What is expected:
From the records that follow, extract word for word the part that opens with the line containing "the concrete abutment." and closes with the line containing "x=1198, y=507", both lines included.

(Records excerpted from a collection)
⁂
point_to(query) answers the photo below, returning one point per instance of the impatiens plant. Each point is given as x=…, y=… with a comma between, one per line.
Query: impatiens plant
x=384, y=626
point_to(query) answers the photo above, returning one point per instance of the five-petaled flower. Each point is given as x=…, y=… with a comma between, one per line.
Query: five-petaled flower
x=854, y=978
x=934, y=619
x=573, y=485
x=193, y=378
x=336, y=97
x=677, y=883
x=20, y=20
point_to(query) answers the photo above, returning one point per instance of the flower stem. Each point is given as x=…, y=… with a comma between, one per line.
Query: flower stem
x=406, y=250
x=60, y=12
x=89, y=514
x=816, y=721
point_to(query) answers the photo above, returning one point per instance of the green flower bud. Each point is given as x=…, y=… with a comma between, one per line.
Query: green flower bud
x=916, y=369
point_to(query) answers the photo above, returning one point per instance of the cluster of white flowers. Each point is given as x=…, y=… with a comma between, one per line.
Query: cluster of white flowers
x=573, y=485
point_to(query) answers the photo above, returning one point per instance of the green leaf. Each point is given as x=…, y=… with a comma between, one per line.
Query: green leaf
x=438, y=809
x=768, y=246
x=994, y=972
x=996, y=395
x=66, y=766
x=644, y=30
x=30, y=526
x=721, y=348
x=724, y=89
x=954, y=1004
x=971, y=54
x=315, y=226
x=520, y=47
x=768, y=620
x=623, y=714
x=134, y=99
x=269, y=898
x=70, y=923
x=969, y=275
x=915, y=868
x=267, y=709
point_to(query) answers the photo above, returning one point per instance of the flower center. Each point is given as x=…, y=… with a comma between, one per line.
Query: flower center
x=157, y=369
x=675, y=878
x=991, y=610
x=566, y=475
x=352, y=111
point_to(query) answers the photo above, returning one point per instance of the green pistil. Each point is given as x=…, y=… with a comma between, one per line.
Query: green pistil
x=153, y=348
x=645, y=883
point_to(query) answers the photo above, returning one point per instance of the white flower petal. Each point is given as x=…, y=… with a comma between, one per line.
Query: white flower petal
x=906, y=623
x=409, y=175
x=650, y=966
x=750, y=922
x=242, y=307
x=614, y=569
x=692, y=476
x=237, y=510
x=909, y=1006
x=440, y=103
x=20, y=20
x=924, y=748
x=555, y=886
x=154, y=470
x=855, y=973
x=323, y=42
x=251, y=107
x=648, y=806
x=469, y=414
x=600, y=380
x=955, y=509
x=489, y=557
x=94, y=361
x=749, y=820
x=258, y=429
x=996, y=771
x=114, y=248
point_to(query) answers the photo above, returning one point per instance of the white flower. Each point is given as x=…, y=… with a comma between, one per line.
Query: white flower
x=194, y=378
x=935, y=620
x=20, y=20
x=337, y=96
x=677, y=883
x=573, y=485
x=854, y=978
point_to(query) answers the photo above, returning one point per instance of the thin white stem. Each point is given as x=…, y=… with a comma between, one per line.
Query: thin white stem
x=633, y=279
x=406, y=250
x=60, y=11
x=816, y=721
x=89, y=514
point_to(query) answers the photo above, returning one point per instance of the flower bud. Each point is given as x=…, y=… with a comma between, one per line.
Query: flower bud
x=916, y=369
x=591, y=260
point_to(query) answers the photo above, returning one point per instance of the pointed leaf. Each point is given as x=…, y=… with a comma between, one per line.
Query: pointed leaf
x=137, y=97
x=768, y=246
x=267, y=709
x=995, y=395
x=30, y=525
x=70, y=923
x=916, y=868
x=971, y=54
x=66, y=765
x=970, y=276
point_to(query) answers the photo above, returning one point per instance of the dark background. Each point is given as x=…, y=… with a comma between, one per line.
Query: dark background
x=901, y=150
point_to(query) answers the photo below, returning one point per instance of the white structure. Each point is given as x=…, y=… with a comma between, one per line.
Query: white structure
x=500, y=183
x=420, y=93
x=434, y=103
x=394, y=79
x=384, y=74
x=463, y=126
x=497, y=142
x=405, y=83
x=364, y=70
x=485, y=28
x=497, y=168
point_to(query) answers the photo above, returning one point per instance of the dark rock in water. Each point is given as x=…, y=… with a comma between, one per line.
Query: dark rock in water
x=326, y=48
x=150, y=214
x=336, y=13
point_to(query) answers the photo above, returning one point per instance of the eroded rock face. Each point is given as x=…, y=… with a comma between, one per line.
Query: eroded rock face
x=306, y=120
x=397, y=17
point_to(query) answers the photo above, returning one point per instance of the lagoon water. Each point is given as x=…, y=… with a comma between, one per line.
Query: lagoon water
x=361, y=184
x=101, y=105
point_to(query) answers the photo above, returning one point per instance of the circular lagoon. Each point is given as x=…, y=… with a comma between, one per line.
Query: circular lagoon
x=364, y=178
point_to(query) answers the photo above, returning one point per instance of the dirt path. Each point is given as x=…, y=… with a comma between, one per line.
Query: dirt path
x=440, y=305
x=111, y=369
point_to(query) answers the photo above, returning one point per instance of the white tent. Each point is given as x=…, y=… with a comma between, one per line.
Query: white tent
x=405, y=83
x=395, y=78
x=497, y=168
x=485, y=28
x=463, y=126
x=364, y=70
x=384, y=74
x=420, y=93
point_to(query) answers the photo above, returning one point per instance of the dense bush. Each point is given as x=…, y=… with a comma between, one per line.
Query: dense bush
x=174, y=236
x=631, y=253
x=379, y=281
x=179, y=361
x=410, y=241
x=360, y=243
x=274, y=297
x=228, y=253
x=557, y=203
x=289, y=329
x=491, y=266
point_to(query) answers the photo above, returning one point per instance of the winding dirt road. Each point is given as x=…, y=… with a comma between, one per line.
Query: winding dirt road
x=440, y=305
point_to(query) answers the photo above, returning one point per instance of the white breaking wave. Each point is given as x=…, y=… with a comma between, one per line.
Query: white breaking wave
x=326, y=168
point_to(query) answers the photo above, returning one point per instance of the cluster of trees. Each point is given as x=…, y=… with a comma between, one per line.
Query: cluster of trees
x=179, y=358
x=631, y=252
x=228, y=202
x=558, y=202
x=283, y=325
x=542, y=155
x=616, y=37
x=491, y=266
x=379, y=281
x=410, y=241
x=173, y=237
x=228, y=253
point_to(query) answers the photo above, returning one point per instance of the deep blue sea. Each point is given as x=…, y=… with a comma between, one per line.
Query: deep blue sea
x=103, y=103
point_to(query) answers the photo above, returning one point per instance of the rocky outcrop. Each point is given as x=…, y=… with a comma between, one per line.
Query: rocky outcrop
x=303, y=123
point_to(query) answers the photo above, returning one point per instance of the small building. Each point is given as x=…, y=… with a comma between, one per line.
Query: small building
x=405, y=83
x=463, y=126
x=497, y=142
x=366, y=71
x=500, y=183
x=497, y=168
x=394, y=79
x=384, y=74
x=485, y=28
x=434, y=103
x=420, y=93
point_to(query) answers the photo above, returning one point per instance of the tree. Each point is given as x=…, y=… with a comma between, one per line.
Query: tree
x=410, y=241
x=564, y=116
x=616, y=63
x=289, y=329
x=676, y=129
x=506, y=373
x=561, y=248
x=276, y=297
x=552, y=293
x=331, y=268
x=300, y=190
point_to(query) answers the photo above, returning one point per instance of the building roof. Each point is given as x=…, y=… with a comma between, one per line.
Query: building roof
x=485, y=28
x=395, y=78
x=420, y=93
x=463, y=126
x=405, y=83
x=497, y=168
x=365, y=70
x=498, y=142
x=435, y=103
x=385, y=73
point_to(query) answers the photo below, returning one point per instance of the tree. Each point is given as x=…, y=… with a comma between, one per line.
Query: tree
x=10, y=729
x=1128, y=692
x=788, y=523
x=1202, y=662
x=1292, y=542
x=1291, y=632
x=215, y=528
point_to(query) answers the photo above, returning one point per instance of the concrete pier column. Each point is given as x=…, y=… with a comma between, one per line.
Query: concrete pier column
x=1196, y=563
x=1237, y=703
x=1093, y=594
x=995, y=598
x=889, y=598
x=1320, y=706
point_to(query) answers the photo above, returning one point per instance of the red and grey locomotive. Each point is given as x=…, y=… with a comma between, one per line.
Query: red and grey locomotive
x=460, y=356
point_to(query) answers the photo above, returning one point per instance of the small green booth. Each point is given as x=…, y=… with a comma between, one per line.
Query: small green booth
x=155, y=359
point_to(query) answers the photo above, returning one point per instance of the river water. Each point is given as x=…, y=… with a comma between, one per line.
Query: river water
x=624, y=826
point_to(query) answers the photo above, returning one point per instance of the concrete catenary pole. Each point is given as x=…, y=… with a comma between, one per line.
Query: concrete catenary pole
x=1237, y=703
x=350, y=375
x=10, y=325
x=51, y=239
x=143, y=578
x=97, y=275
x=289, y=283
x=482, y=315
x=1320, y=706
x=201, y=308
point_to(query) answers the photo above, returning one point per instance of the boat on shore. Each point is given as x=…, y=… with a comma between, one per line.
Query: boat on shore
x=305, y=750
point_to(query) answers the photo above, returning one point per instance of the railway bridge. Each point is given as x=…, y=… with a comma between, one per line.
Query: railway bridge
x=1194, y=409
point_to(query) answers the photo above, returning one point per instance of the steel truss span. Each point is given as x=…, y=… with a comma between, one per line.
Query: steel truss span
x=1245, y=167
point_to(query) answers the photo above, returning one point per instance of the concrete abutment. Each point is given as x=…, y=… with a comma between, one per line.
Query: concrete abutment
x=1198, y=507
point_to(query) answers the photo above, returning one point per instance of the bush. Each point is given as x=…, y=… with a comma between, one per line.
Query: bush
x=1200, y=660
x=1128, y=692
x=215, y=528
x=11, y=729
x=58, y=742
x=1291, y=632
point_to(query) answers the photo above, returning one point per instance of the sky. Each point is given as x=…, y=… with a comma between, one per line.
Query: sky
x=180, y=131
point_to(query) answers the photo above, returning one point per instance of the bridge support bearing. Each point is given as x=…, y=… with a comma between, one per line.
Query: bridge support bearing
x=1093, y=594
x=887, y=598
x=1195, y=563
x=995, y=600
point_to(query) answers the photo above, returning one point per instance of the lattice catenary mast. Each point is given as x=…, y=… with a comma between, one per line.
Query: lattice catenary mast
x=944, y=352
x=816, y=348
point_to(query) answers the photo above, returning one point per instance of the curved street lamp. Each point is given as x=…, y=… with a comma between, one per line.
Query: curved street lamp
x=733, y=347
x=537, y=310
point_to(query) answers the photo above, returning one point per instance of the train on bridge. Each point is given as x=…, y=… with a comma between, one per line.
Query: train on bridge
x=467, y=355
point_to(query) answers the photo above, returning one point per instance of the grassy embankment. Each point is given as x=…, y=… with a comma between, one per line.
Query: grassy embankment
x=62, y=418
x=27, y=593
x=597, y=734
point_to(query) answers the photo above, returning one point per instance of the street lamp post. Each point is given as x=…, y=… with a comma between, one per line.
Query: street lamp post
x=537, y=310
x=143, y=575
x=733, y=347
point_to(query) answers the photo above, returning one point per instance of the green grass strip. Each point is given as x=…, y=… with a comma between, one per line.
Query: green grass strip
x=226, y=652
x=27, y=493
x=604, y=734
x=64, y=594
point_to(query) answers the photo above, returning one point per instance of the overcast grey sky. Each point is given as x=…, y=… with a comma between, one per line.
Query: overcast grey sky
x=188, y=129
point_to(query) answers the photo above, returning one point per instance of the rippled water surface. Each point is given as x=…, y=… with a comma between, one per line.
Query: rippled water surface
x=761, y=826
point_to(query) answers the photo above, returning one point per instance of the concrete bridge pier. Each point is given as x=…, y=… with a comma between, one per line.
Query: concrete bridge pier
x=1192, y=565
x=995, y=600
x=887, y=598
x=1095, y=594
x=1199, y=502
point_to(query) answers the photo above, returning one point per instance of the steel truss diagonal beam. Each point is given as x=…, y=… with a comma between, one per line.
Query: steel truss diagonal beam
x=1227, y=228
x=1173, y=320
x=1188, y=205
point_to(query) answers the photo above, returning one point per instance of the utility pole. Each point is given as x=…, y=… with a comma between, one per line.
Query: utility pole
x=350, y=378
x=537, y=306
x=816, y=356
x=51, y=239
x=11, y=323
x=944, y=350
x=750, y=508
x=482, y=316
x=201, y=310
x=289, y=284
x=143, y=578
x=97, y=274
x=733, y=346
⁂
Solution to this problem:
point_to(query) answers the photo above, returning one point per instance of the concrete abutment. Each point is given as x=…, y=… with a comma between, one per line.
Query: concrete abutment
x=1198, y=507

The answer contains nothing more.